Дневник работы и жизни — страница 19 из 35

В течение первого времени нашей жизни в Лондоне здоровье мое было еще достаточно крепким, так что я мог бывать в обществе, и мне пришлось увидеть немало ученых и других более или менее выдающихся людей. Приведу мои впечатления, касающиеся некоторых из них, хотя и могу мало сообщить такого, что заслуживало бы упоминания[129].

И до моей женитьбы и после нее мне приходилось больше, чем с кем-либо другим, встречаться с Лайеллем. Его ум отличался, как казалось мне, ясностью, осторожностью, трезвостью суждения и высокой степенью оригинальности. Когда я обращался к нему с каким-нибудь замечанием по геологии, он не мог успокоиться до тех пор, пока весь вопрос не становился для него ясным, и часто он делал проблему и для меня более ясной, чем это было до тех пор. Обычно он выдвигал все возможные возражения против моего предположения, и даже после того, как все они, казалось, были исчерпаны, он все еще продолжал сомневаться. Другой характерной чертой его было горячее сочувствие к работам других ученых.

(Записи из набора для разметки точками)
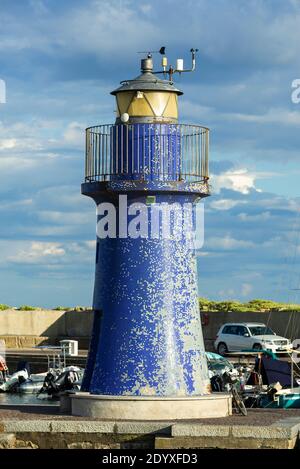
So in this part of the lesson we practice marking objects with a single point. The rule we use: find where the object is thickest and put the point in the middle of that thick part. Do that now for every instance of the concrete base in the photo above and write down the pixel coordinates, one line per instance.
(150, 408)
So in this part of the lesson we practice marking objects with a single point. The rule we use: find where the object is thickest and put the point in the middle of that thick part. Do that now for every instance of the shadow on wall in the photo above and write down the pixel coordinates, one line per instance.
(42, 327)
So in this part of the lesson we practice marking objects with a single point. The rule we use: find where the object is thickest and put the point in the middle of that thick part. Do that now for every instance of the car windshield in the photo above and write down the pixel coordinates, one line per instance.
(261, 330)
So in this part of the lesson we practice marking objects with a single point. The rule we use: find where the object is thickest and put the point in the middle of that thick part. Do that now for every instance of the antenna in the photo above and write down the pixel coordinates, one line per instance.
(161, 51)
(179, 64)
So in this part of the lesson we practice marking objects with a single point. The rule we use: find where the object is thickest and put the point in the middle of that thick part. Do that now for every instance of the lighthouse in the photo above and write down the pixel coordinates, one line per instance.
(146, 173)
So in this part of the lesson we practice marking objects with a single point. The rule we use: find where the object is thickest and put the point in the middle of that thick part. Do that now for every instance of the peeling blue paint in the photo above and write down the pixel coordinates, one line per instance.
(150, 341)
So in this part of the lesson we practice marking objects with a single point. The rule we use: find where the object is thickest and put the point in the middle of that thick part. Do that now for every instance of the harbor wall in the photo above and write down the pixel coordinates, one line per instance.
(21, 329)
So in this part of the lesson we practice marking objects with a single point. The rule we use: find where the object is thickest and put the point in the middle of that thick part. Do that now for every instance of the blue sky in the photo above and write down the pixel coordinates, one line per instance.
(60, 60)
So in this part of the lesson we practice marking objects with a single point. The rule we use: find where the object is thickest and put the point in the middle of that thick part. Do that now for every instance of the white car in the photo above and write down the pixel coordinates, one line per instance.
(233, 337)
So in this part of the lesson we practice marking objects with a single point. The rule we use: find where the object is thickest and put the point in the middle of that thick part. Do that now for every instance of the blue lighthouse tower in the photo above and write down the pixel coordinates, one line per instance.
(146, 173)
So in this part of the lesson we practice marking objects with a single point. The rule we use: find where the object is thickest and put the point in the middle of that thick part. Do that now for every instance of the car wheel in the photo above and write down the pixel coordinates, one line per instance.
(222, 348)
(257, 347)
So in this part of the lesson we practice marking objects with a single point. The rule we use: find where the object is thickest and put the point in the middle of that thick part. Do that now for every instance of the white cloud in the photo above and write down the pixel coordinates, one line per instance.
(74, 134)
(39, 252)
(260, 217)
(240, 180)
(227, 243)
(272, 116)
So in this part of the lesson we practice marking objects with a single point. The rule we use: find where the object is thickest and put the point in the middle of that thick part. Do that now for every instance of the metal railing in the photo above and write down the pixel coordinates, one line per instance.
(162, 152)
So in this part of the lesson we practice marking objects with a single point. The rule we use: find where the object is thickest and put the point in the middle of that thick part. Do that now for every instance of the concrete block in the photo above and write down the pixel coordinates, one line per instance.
(191, 429)
(21, 426)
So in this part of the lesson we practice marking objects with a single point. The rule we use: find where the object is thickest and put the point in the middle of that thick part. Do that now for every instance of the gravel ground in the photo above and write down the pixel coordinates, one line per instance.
(256, 417)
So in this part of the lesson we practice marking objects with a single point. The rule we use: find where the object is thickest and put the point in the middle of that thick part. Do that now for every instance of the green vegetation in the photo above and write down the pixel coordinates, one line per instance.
(251, 306)
(75, 308)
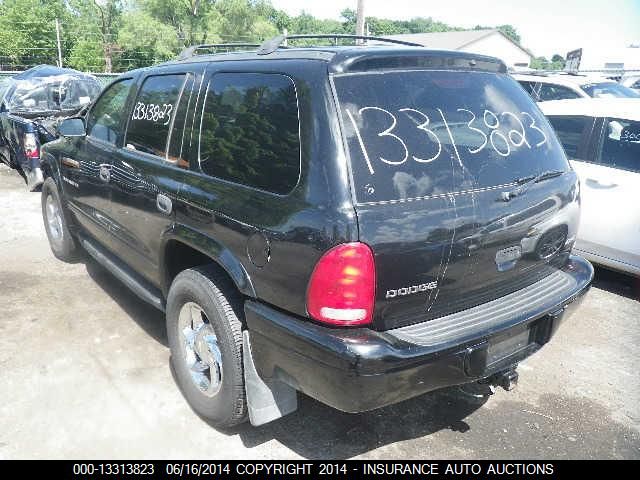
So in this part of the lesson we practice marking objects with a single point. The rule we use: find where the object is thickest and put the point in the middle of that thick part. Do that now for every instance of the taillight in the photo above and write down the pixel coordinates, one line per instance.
(31, 149)
(342, 287)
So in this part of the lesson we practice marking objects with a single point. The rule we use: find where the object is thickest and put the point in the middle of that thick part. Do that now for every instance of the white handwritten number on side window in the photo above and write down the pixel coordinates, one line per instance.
(500, 142)
(152, 112)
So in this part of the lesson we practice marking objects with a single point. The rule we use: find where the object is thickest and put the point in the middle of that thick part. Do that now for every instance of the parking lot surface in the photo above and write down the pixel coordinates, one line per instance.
(84, 373)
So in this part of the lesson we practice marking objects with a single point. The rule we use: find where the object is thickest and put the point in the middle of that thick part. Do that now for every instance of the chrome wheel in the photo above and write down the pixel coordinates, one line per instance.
(200, 348)
(54, 220)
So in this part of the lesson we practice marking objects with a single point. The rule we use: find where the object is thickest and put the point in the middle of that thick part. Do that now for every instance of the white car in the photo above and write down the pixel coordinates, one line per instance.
(566, 86)
(632, 82)
(602, 140)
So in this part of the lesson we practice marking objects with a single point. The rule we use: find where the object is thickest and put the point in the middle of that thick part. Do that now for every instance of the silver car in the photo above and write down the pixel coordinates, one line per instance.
(602, 140)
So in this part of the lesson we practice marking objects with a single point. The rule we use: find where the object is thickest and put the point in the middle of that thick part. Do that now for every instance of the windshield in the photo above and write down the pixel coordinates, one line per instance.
(417, 134)
(609, 89)
(51, 94)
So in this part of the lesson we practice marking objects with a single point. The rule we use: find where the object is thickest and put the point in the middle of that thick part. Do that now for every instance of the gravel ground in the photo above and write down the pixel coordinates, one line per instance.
(84, 374)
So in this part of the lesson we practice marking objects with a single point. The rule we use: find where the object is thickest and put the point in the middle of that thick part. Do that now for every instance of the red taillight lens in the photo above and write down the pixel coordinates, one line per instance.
(343, 285)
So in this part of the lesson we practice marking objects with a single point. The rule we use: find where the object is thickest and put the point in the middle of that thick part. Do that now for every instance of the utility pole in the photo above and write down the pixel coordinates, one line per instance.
(58, 42)
(360, 20)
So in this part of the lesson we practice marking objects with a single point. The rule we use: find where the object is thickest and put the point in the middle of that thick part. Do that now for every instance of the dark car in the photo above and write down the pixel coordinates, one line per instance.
(362, 224)
(31, 105)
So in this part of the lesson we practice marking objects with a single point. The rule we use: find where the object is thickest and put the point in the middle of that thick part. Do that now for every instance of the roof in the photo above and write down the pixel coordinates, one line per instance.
(357, 58)
(453, 40)
(625, 108)
(562, 79)
(42, 71)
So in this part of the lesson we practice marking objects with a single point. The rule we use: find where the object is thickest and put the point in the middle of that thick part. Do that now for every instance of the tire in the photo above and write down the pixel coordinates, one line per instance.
(62, 243)
(205, 338)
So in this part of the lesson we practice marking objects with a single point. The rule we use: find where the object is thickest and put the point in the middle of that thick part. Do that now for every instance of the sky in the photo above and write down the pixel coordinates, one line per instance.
(546, 26)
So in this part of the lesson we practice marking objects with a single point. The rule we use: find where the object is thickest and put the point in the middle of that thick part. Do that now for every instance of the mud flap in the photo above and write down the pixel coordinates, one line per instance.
(35, 179)
(266, 400)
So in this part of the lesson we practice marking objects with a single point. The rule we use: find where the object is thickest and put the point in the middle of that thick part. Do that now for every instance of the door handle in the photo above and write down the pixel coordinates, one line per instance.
(164, 204)
(105, 173)
(596, 184)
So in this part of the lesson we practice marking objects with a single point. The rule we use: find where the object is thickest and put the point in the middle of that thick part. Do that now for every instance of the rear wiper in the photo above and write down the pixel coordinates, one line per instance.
(524, 183)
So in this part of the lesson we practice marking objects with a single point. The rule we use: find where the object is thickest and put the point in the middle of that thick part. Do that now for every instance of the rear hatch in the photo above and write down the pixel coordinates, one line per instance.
(461, 188)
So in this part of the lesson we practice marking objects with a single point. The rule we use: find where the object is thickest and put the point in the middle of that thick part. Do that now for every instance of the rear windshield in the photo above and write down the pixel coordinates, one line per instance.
(610, 90)
(417, 134)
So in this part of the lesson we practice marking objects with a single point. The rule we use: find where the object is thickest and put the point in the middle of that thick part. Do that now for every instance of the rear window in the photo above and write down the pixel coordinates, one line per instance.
(418, 134)
(609, 90)
(571, 132)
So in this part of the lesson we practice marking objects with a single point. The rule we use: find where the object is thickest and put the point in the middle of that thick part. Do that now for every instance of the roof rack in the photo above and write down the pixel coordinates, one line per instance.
(191, 51)
(271, 45)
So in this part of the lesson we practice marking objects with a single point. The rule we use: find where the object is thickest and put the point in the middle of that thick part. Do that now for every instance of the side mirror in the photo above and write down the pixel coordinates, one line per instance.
(72, 127)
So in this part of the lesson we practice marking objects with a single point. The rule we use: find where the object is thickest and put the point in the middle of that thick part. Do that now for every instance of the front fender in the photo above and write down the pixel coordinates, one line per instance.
(212, 249)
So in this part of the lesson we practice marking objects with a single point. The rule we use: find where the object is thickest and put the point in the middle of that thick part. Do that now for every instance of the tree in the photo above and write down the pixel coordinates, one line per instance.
(558, 61)
(28, 33)
(511, 32)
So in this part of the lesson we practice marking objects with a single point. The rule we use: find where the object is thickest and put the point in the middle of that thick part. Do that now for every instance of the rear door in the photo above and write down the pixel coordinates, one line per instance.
(610, 224)
(439, 163)
(147, 174)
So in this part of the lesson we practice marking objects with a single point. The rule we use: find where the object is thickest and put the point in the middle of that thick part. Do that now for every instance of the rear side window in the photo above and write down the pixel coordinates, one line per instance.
(416, 134)
(530, 88)
(621, 144)
(153, 112)
(571, 131)
(250, 131)
(555, 92)
(104, 121)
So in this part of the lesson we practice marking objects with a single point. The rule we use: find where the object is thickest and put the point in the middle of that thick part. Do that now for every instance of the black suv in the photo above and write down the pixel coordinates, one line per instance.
(363, 224)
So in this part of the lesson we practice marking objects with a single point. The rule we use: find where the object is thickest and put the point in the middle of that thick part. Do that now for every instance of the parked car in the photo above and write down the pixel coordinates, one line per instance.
(566, 86)
(31, 105)
(362, 224)
(631, 81)
(602, 140)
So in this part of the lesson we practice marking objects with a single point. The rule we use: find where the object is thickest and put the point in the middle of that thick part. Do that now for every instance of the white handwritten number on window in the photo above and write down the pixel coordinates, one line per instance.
(500, 142)
(152, 112)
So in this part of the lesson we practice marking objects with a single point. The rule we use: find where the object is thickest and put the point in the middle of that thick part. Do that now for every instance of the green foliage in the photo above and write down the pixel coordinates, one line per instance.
(541, 63)
(86, 55)
(122, 34)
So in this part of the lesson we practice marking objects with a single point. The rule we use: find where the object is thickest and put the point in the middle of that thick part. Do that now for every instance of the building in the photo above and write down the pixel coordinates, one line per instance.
(486, 42)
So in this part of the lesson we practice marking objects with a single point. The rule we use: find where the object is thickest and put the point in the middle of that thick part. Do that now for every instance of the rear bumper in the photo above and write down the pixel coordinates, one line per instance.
(356, 370)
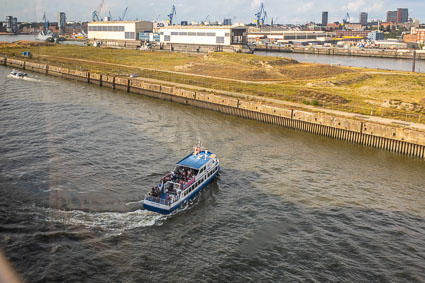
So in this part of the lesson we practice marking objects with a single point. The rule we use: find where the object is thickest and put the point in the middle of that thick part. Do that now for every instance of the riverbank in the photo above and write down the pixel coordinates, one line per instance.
(388, 94)
(408, 139)
(378, 53)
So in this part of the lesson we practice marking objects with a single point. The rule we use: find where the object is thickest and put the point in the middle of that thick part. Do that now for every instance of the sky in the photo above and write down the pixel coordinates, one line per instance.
(241, 11)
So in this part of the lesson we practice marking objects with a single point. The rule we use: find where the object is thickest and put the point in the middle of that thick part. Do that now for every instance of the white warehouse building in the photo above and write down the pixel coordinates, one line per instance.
(117, 33)
(204, 38)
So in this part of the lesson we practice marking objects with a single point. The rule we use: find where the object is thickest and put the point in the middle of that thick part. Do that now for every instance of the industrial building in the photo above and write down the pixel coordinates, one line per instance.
(363, 18)
(290, 36)
(118, 33)
(204, 38)
(376, 35)
(391, 16)
(402, 15)
(11, 24)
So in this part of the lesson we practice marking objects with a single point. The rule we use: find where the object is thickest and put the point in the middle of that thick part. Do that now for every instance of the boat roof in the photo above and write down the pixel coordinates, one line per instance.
(195, 161)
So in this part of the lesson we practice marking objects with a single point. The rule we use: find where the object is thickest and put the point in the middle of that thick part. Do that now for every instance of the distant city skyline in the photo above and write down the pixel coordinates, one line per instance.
(282, 11)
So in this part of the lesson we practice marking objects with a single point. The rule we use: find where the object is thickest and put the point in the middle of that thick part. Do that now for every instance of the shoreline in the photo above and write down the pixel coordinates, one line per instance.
(377, 53)
(394, 136)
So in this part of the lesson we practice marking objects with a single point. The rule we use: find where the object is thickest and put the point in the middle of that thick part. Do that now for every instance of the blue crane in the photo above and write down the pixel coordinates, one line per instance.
(171, 15)
(46, 22)
(96, 13)
(346, 19)
(123, 15)
(261, 16)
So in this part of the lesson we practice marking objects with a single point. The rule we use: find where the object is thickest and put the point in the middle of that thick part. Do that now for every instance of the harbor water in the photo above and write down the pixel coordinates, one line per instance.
(353, 61)
(288, 206)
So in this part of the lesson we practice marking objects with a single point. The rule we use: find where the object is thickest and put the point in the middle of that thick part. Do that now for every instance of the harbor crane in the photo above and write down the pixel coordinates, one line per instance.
(261, 16)
(123, 15)
(46, 22)
(206, 19)
(96, 13)
(345, 20)
(171, 15)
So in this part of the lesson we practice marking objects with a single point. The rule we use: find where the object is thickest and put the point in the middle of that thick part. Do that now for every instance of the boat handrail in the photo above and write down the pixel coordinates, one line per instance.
(159, 200)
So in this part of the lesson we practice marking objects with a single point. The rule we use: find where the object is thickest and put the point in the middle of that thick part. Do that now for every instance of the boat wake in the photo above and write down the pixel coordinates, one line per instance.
(107, 221)
(23, 78)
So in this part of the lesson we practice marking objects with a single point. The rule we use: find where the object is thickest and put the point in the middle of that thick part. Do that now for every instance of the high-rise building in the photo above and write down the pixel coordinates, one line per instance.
(11, 24)
(363, 18)
(392, 16)
(227, 22)
(61, 22)
(402, 15)
(324, 18)
(9, 20)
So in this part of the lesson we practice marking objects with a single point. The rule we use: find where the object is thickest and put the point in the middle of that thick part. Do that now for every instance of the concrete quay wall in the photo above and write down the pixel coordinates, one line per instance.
(395, 138)
(398, 54)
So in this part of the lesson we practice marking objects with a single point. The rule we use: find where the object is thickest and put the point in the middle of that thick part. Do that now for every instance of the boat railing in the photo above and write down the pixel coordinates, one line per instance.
(159, 200)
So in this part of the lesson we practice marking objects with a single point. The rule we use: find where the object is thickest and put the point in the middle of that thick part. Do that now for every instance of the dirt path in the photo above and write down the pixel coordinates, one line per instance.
(164, 71)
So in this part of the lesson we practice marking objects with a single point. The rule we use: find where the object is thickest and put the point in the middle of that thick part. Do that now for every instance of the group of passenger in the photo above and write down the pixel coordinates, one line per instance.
(180, 175)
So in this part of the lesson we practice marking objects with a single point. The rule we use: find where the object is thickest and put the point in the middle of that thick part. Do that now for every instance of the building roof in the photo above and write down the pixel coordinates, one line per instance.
(195, 161)
(204, 27)
(117, 22)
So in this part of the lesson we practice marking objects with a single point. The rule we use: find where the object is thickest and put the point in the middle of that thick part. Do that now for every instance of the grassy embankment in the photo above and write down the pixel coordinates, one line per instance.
(391, 94)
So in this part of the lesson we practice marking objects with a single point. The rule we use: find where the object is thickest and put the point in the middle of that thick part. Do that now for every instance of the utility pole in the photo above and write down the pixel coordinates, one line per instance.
(414, 61)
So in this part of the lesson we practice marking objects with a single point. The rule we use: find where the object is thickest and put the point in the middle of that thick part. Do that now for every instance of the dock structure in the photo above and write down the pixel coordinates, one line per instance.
(118, 33)
(204, 38)
(392, 136)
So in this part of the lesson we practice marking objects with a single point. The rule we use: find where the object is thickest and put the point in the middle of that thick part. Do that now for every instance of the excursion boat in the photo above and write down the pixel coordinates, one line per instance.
(17, 74)
(188, 178)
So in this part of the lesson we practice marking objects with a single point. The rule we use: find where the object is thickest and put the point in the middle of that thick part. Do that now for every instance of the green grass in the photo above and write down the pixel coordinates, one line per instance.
(363, 91)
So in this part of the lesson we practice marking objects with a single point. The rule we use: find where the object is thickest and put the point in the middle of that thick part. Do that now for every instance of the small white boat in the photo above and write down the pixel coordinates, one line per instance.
(17, 74)
(189, 177)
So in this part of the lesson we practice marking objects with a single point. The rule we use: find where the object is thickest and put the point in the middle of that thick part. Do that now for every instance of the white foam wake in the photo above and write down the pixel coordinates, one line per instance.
(108, 221)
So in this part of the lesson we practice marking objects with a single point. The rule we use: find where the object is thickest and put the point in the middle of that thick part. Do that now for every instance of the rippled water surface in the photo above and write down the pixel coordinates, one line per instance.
(76, 161)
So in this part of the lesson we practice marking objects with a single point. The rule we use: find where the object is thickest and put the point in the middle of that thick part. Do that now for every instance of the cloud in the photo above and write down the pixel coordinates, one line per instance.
(288, 11)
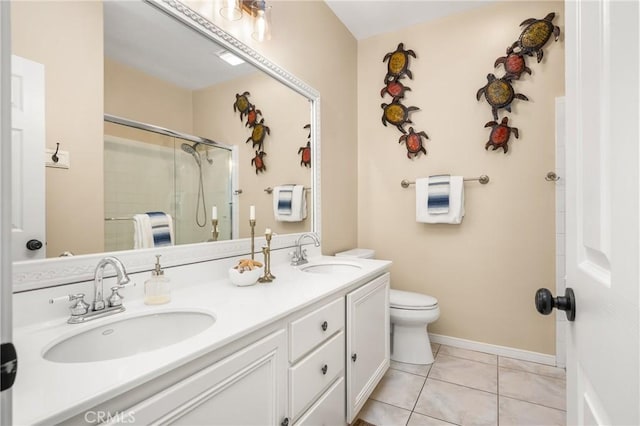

Что нужно сделать »
a: Процитируйте часть отрывка без изменений: начните со слов «Дневник работы и» и остановитесь после слов «заслуживало бы упоминания[129].».
b: Ответьте кратко по отрывку:
(i) В каком городе автор жил в то время, о котором идет речь?
(ii) С кем автору приходилось встречаться чаще, чем с кем-либо другим?
(iii) Какую еще характерную черту этого человека называет автор в конце?

Ответы по заданиям »
a:
Дневник работы и жизни — страница 19 из 35

В течение первого времени нашей жизни в Лондоне здоровье мое было еще достаточно крепким, так что я мог бывать в обществе, и мне пришлось увидеть немало ученых и других более или менее выдающихся людей. Приведу мои впечатления, касающиеся некоторых из них, хотя и могу мало сообщить такого, что заслуживало бы упоминания[129].

b:
(i) В Лондоне.
(ii) С Лайеллем.
(iii) Горячее сочувствие к работам других ученых.